EXERCISE DIRECTIONS:
Carry on the recommendations for improving airline passenger satisfaction below, picking up after their last point.

STUDY TEXT:

====

1. **Enhance Service in Economy Class**

   * Focus on improving comfort, food quality, and entertainment for **Eco class** passengers to elevate their experience.

2. **Reward and Retain Loyal Customers**

   * Maintain high service standards and personalized perks for **loyal customers** to drive long-term satisfaction and retention.

3. **Prioritize On-time Performance**

   * Invest in **operations and schedule management** to reduce both departure and arrival delays and improve satisfaction scores.

4. **Upgrade Digital Interfaces**

   * Improve the **ease of online booking** and **online boarding** processes to enhance the digital customer journey, especially for tech-savvy users.

5. **Target Personal Travelers with Value Offers**

   * Since **business travelers** are generally more satisfied, develop strategies and bundled offerings to **boost satisfaction for personal travelers**.

6. **Focus on High-impact Amenities**

   * Features like **seat comfort**, **entertainment**, and **cleanliness** should be continuously optimized as they strongly correlate with satisfaction.

====

Excerpts from a dataset:
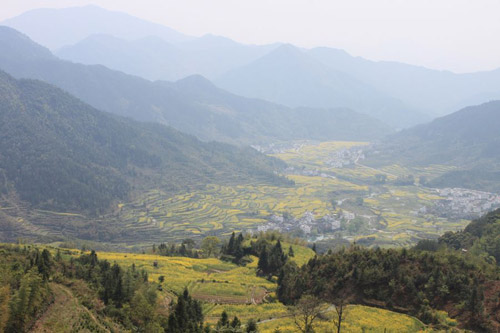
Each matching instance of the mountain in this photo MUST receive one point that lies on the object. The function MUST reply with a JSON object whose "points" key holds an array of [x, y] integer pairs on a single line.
{"points": [[289, 76], [59, 153], [149, 57], [467, 139], [193, 105], [154, 59], [55, 28], [435, 92]]}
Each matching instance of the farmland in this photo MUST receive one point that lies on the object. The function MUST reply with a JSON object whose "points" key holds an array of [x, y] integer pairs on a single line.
{"points": [[329, 181], [333, 197], [222, 286]]}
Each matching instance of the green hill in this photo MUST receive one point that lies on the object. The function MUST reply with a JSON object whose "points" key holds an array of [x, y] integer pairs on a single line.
{"points": [[468, 139], [193, 105], [57, 152], [291, 77]]}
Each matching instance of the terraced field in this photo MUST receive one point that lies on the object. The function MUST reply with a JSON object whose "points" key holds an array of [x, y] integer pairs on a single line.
{"points": [[358, 319], [226, 287], [390, 211], [392, 215]]}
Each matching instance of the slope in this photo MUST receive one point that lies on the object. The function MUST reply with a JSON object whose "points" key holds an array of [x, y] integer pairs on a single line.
{"points": [[59, 153], [70, 25], [288, 75], [468, 139], [154, 59], [194, 106], [433, 91]]}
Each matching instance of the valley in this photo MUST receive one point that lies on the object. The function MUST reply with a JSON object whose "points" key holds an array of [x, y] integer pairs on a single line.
{"points": [[348, 202], [334, 199]]}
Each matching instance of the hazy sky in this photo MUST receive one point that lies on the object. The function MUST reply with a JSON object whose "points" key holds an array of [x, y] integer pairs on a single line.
{"points": [[459, 35]]}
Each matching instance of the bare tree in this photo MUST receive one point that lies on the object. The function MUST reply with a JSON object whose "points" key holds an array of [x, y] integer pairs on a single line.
{"points": [[340, 303], [305, 312]]}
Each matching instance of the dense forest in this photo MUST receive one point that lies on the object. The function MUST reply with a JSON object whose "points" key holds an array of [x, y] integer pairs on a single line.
{"points": [[114, 298], [457, 273], [467, 139], [59, 153]]}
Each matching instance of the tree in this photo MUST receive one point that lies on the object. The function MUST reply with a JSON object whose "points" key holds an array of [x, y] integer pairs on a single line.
{"points": [[305, 312], [251, 327], [340, 312], [210, 245], [4, 306]]}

====

REPLY TO THE TASK:
7. **Customize Experience by Age Segment**

   * Offer tailored experiences or communication strategies for **younger passengers** to address their dissatisfaction trends.

8. **Monitor and Leverage Flight Distance**

   * Since **longer flights correlate with higher satisfaction**, ensure that short-haul flights receive **proportional quality** attention to bridge the gap.

9. **Use Correlation Patterns to Align Services**

   * Leverage high correlations among onboard services (e.g., **check-in, boarding, cleanliness**) to create **integrated service improvement plans**.